AIM: Extract all data as written.

▼

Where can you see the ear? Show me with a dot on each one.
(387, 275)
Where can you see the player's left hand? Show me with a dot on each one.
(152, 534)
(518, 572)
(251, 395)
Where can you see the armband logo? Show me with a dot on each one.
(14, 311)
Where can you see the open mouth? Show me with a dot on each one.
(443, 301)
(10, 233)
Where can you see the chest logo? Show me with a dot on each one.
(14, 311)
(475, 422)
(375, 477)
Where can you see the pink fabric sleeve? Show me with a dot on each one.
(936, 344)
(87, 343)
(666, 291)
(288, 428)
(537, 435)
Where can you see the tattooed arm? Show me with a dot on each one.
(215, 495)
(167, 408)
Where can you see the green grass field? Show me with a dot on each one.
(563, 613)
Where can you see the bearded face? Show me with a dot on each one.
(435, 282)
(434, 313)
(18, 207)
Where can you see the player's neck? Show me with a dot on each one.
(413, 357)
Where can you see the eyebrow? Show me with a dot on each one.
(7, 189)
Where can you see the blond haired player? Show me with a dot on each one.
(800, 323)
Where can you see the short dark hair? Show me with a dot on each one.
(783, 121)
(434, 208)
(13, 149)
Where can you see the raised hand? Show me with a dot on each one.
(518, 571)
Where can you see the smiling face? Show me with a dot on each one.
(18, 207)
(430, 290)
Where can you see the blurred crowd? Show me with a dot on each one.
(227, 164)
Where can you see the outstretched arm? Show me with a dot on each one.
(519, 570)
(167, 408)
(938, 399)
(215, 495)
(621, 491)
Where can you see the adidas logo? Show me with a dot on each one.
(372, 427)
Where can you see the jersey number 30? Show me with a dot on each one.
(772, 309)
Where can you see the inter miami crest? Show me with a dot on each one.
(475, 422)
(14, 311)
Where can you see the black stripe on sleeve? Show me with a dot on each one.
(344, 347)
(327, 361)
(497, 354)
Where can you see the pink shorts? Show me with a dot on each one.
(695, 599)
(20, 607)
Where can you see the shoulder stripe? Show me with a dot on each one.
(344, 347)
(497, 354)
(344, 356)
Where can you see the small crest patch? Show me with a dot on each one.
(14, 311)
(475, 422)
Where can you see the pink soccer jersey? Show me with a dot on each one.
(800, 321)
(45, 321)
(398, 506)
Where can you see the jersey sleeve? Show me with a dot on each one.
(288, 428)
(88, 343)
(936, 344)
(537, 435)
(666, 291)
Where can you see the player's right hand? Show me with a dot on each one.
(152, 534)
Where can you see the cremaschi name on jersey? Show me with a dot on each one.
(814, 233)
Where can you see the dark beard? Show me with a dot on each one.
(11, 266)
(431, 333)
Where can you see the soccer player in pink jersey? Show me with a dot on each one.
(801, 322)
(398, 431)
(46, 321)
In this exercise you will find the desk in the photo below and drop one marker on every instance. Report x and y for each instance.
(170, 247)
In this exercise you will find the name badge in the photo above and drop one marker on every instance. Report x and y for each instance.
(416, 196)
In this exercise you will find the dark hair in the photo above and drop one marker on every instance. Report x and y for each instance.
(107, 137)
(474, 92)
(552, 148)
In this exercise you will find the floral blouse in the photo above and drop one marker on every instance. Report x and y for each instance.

▲

WRITTEN REPLY:
Where can you see the ear? Show me with a dot on each one.
(387, 275)
Where can you see the player's left hand? Show me with a dot on each one.
(152, 534)
(518, 572)
(251, 395)
Where can you see the armband logo? Show me with a dot on each one.
(14, 311)
Where can you see the open mouth? Show me with a dot on each one.
(443, 301)
(10, 233)
Where can you see the chest logo? Show me with a dot on each one.
(14, 311)
(475, 422)
(375, 477)
Where can you see the pink fabric sleeve? Show me with a dot on each one.
(936, 344)
(87, 343)
(666, 291)
(288, 428)
(537, 435)
Where can you see the tattooed arm? Show me with a dot on each one.
(215, 495)
(167, 408)
Where can you see the green grass field? Show me with a dot on each one.
(563, 613)
Where can you see the bearded face? Show me with a dot on each one.
(435, 282)
(434, 313)
(18, 207)
Where can you see the player's neck? Show me with a dot on each one.
(413, 357)
Where can you see the eyebrow? Show me with a dot on each one.
(7, 189)
Where can you see the blond haired player? Show me with a dot on each one.
(800, 323)
Where can you see the short dark hair? Show me with a dot on each one.
(783, 121)
(434, 208)
(13, 149)
Where can you see the raised hand? Show me with a dot on each one.
(518, 571)
Where can you see the smiling face? Show me with a dot on each one.
(18, 207)
(430, 290)
Where can you see the blurred crowd? Show me with a dot on each one.
(227, 164)
Where can you see the outstretched arm? Show me with a dot on each one.
(519, 570)
(167, 408)
(938, 399)
(215, 495)
(621, 491)
Where can you see the adidas logo? Show me with a dot on each one.
(372, 427)
Where can you see the jersey number 30? Show me with a dot on each one.
(772, 309)
Where can you see the inter miami crest? Show me with a dot on each one.
(475, 422)
(14, 311)
Where can you see the black stripe on sleeve? Show me with a dot on each one.
(344, 347)
(327, 361)
(497, 354)
Where can you see the pink shorts? Show me with a dot on each one.
(695, 599)
(20, 607)
Where can you see the shoulder stripe? Show me with a dot on each one.
(344, 347)
(497, 354)
(344, 356)
Where can you see the small crest patch? Show me with a dot on each one.
(14, 311)
(475, 422)
Where can you see the pink soccer jersey? Show me with a dot on each one.
(800, 321)
(45, 321)
(398, 506)
Where can you see the jersey sleeve? Show me with a dot on each one.
(288, 428)
(88, 343)
(936, 344)
(537, 435)
(666, 291)
Where can you see the player's right hand? Show me with a dot on each one.
(152, 534)
Where can you see the cremaschi name on jersey? Show me with a dot on each one.
(814, 233)
Where can you see the dark beard? Show me with a dot on each one.
(11, 266)
(431, 333)
Where can you see the soccer player in pink jersey? Show me with a dot on each one.
(801, 322)
(398, 431)
(46, 321)
In this exercise you will find the desk in the photo below and drop one marker on every instance. Report x and y for each instance.
(170, 247)
In this exercise you will find the name badge in the photo above and drop one marker on every instance. Report x and y for each instance.
(416, 196)
In this exercise you will find the dark hair in the photo above and drop one marker on every instance. Report x and y for each instance.
(107, 137)
(474, 92)
(552, 148)
In this exercise you will find the floral blouse in the photo above and drop one marker on every instance. Report x and y for each instance.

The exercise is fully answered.